### OBJECTIVE:
Rewrite the entries below, changing each "green chili pepper" to "green bell pepper" and leaving everything else as it is.

=== RECORDED DATA ===

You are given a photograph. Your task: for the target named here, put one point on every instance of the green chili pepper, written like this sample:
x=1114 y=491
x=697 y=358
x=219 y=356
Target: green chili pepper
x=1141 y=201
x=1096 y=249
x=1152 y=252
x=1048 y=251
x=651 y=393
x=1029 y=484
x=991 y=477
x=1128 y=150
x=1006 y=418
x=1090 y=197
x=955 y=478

===

### RIGHT ANSWER:
You are given a photograph. Your task: for the target named here, put one point on every instance of the green bell pepper, written like this sample:
x=1114 y=491
x=697 y=358
x=219 y=356
Target: green bell pepper
x=1141 y=201
x=1096 y=249
x=1152 y=252
x=1048 y=251
x=651 y=393
x=1029 y=484
x=991 y=477
x=1128 y=150
x=1006 y=418
x=1090 y=197
x=955 y=478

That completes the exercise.